◆ KURZE AUFGABE
Kannst du den Abschnitt von „Wem das noch“ bis „den Kopf gestellt.“ aus dem Text über Tech-Urbanismus aktualisiert wiedergeben, wobei „Industrierevolutionen“ durch „industriellen Revolutionen“ ersetzt wird?

◆ LESETEXT
··········
Tech-Urbanismus geht online. Der Blog befasst sich mit sich den städtischen Auswirkungen digitaler Technologien.
So, seit heute ist dieser Blog endlich online. Darf ich vorstellen: Tech-Urbanismus. Trommelwirbel, Tusch! Zu Beginn habe ich mir überlegt, dass euch – verehrte Leser – vermutlich gar nicht klar ist, was ich mit dem Begriff Tech-Urbanismus eigentlich meine. Daher zunächst der Versuch einer griffigen Definition: Tech-Urbanismus umfasst alle Entwicklungen, die durch die Aktivitäten der Digitalbranche in unseren Städten ausgelöst werden. Dabei sind zwei Wirkungsfelder entscheidend: zum einen die Produkte der Tech-Firmen, zum anderen ihre zunehmende physische Präsenz in der Stadt.
Wem das noch nicht reicht, der/die möge bitte weiterlesen. Es folgt eine ausführlichere Erläuterung zu dem Phänomen, das ich fortan als Tech-Urbanismus bezeichnen möchte und zu dessen Ergründung ich diesen Blog ins Leben gerufen habe.
Industrielle Revolution = städtische Transformation
Die drei bisherigen Industrierevolutionen (Maschine, Elektrizität, Computer) haben die städtischen Strukturen grundlegend auf den Kopf gestellt.
Die Einführung von Maschinen brachte die Fabrik als neuen Produktionsort hervor und die nachfolgende Urbanisierung sprengte die mittelalterlichen Stadtkerne. Die Bereiche Arbeit, Wohnen und Freizeit wurden räumlich völlig neu geordnet, sprich: getrennt.
··········
◆ BEREITGESTELLTES MATERIAL
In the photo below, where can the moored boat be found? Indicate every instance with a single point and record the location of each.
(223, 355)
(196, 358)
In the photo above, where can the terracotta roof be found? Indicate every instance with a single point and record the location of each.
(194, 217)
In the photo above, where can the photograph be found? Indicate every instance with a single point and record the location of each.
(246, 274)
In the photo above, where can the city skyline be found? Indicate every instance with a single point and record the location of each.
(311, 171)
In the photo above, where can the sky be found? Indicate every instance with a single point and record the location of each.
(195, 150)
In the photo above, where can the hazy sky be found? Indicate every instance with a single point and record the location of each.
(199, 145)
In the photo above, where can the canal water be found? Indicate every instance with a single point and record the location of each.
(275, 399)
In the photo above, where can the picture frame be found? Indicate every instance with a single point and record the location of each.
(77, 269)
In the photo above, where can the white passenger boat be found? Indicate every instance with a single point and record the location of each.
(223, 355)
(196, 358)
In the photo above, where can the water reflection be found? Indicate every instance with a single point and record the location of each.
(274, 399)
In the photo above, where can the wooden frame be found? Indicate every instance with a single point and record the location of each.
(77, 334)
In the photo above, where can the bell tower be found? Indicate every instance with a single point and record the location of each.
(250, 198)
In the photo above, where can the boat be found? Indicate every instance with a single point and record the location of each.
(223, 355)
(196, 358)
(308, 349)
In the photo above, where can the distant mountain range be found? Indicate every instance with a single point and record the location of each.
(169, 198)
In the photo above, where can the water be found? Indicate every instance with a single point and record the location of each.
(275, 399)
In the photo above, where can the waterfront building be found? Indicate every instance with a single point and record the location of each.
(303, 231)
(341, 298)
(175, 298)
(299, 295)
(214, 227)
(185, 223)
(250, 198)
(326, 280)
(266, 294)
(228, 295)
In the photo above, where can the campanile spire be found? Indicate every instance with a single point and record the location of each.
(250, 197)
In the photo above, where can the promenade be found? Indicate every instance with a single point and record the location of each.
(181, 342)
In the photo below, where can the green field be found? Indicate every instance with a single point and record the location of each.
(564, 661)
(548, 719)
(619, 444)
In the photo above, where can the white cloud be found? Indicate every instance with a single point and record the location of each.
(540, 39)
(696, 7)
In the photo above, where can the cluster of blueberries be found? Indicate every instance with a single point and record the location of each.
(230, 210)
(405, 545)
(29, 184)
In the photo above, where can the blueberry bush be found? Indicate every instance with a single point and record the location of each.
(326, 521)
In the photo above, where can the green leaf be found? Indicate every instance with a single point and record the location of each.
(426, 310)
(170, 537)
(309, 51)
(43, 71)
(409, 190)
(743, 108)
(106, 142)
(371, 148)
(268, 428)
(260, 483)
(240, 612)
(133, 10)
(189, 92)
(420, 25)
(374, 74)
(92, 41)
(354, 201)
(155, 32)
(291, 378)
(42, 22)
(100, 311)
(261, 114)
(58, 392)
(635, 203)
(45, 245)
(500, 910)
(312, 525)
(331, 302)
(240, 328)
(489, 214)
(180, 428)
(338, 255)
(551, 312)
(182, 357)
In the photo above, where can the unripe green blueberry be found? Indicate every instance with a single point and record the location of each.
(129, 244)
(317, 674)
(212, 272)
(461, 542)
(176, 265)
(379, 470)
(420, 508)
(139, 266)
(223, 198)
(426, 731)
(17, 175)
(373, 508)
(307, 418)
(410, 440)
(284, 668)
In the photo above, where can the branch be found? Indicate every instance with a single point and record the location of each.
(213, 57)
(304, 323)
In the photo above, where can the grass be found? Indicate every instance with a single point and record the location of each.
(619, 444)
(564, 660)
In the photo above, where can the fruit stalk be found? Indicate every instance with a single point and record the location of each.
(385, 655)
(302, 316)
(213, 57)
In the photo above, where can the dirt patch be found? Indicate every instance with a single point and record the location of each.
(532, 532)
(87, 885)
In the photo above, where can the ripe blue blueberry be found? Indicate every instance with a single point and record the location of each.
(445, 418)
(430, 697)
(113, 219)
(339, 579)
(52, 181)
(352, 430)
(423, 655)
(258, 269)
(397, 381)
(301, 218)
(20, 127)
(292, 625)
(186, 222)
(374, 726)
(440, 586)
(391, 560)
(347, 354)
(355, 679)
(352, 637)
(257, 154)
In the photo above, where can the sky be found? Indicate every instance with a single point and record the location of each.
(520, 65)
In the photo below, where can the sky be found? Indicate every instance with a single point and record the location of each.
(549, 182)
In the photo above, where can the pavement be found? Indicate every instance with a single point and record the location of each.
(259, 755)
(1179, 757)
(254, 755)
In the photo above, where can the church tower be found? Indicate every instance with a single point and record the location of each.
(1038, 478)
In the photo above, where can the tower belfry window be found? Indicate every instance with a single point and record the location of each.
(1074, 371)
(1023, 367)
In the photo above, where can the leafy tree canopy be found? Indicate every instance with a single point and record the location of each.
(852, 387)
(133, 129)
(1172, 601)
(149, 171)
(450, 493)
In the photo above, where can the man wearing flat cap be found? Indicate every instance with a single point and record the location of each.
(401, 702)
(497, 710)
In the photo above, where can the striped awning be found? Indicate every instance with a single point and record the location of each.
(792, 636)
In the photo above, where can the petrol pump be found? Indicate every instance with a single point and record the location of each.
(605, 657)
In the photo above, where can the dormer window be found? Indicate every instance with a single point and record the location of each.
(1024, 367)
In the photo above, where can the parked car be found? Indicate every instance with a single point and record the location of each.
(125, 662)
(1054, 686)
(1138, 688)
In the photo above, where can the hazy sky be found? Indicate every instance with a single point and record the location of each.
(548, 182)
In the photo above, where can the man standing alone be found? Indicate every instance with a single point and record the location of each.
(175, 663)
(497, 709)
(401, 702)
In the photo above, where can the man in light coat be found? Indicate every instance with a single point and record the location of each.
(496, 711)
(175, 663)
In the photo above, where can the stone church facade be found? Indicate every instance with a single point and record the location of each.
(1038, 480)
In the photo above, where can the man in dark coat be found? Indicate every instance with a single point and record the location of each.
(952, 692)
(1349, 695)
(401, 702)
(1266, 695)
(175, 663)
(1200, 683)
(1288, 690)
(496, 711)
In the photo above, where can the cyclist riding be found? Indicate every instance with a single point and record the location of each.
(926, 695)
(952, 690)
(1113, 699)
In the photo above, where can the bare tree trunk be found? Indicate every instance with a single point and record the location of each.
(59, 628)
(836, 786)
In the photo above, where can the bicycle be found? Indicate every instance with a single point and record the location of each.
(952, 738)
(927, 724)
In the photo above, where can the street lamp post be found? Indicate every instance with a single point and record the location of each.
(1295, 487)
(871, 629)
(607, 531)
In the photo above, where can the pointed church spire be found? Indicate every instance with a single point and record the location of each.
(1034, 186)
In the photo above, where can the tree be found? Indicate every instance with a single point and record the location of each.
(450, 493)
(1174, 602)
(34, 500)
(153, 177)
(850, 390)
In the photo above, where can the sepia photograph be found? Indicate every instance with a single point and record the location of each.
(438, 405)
··········
◆ VOLLSTÄNDIGE AUSGABE
Wem das noch nicht reicht, der/die möge bitte weiterlesen. Es folgt eine ausführlichere Erläuterung zu dem Phänomen, das ich fortan als Tech-Urbanismus bezeichnen möchte und zu dessen Ergründung ich diesen Blog ins Leben gerufen habe.
Industrielle Revolution = städtische Transformation
Die drei bisherigen industriellen Revolutionen (Maschine, Elektrizität, Computer) haben die städtischen Strukturen grundlegend auf den Kopf gestellt.